[MATERIAL PROVIDED]:
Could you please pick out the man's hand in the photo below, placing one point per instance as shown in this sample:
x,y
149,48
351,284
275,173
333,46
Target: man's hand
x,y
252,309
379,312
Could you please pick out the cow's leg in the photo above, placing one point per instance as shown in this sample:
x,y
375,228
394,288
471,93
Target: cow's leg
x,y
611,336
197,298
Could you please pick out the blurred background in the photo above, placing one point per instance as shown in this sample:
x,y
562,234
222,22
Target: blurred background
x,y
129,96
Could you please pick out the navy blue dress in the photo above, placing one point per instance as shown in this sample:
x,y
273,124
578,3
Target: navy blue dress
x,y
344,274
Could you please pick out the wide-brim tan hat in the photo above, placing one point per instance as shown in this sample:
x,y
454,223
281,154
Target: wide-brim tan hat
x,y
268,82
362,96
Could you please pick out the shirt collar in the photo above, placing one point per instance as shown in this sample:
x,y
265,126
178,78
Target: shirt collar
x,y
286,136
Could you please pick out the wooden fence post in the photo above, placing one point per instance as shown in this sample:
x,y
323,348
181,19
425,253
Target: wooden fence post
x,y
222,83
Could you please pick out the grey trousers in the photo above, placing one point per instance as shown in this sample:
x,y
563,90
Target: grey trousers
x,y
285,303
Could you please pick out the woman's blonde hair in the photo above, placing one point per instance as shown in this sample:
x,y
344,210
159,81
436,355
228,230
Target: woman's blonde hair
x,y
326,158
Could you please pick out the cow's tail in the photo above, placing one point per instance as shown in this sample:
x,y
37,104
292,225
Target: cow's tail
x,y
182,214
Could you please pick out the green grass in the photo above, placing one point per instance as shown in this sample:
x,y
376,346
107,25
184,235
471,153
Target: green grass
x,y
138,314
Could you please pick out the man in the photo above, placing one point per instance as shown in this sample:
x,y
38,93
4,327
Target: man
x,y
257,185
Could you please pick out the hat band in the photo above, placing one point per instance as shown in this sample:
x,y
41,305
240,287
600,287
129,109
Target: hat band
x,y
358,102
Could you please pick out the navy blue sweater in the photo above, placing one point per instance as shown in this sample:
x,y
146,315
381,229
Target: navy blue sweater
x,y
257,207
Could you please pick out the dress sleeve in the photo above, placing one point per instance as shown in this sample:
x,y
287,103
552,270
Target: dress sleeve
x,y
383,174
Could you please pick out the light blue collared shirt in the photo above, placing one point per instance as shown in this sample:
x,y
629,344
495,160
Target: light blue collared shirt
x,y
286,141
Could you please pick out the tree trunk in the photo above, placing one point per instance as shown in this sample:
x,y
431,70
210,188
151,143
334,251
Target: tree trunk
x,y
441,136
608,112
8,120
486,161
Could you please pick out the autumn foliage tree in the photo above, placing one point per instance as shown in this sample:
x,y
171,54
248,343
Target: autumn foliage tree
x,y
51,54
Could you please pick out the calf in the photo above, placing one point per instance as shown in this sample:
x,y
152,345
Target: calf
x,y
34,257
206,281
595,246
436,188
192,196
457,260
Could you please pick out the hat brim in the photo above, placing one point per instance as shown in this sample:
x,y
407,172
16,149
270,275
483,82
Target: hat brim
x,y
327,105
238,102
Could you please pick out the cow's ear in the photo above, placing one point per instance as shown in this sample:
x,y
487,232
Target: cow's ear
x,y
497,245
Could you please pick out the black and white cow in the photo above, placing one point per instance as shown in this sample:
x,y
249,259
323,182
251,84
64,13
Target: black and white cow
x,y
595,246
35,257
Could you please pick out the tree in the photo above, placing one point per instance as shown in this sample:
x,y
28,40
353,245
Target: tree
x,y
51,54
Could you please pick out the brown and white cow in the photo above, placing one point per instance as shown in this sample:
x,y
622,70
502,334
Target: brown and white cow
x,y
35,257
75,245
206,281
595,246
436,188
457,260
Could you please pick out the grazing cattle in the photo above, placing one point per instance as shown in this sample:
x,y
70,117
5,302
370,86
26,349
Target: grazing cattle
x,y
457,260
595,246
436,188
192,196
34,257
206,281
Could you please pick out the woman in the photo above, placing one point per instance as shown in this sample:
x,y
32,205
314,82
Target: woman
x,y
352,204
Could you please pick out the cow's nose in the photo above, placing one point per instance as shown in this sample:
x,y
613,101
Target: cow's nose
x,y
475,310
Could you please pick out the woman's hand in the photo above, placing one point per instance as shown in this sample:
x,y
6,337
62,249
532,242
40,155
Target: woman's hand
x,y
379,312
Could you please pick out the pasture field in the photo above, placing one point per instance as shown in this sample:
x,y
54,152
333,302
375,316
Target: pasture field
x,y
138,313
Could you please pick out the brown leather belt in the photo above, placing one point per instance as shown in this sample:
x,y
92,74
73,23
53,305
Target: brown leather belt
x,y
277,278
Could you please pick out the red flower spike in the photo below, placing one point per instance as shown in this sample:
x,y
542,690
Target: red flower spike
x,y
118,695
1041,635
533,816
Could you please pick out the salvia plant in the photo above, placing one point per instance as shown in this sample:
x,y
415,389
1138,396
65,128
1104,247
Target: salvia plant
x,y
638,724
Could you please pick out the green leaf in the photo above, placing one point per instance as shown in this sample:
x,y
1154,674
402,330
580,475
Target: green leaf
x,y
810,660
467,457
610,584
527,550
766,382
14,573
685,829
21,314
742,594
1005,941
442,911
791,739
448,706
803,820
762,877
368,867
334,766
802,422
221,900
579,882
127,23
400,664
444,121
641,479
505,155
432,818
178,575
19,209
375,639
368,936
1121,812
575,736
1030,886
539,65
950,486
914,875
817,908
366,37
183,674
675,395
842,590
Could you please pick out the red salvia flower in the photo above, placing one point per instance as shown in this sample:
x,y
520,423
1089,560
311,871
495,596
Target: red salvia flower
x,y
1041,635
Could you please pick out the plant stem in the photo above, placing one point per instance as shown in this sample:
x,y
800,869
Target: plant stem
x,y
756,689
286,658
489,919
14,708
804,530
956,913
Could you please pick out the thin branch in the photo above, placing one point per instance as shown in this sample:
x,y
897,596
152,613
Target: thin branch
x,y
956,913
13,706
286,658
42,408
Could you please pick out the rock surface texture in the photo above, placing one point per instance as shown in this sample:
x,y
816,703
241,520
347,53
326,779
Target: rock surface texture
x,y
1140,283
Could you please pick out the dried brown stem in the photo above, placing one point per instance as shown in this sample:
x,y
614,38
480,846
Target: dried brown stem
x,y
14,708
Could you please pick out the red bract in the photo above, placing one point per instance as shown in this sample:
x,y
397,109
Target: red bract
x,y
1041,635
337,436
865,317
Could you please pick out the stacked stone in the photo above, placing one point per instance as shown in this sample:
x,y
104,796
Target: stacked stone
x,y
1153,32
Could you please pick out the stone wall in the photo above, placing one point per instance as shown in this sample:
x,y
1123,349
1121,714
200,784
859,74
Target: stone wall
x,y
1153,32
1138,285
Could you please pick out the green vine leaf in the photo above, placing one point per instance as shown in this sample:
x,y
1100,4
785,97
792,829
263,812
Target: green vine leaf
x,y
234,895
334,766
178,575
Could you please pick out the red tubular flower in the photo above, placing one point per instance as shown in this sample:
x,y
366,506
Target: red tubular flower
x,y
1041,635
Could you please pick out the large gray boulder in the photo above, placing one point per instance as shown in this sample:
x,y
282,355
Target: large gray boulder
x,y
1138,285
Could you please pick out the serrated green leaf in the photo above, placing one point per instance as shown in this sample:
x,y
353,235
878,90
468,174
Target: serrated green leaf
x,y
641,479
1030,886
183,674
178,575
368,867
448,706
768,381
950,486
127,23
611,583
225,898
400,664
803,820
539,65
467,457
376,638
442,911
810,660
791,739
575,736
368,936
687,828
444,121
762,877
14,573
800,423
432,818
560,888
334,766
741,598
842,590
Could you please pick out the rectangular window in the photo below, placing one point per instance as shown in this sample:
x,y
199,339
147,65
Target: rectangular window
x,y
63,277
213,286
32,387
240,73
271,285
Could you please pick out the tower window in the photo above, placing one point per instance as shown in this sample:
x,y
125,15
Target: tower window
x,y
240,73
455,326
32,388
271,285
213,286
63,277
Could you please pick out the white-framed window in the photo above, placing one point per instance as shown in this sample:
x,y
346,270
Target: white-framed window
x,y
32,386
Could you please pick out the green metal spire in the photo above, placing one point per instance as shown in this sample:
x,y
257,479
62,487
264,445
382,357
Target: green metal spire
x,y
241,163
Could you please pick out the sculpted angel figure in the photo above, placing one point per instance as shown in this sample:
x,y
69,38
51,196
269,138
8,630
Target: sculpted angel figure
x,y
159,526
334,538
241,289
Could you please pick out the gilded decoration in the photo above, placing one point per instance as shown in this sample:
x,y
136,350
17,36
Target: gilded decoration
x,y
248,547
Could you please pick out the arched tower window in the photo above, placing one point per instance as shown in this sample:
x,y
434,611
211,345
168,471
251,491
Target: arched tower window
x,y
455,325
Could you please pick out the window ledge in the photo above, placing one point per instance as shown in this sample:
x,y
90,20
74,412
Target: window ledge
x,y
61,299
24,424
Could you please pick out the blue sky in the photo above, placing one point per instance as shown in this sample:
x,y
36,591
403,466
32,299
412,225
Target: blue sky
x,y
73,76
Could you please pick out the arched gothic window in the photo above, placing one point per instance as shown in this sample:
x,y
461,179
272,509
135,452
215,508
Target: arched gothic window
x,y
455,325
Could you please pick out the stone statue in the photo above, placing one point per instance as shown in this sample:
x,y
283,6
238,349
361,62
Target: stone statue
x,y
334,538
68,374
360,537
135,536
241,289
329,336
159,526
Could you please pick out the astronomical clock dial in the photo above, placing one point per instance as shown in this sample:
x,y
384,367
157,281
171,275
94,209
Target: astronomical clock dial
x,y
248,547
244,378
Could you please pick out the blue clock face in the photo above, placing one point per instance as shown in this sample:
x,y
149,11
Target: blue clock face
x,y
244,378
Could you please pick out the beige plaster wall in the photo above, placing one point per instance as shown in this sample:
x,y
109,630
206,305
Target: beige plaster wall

[WHAT IS EXPECTED]: Copy out the part of the material that opens with the line containing "Could you please pick out the astronomical" and runs through the end of the material, requests included. Add 90 to each number in the answer point coordinates, but leave the numbers in the requests and their format samples unchanged.

[ANSWER TO THE TASK]:
Could you please pick out the astronomical clock dial in the photo above, placing one point per instance as shown in this sample:
x,y
384,367
157,281
171,275
94,209
Target: astronomical clock dial
x,y
338,637
334,468
Could you please pick out the blue clock face in the photo above, placing one point per instance as shown in this sample:
x,y
149,11
Target: blue clock face
x,y
334,468
Could you please pick out the beige plaster wall in the photo above, placing one point per instance as shown in this sample:
x,y
109,630
206,305
Target: beige plaster wall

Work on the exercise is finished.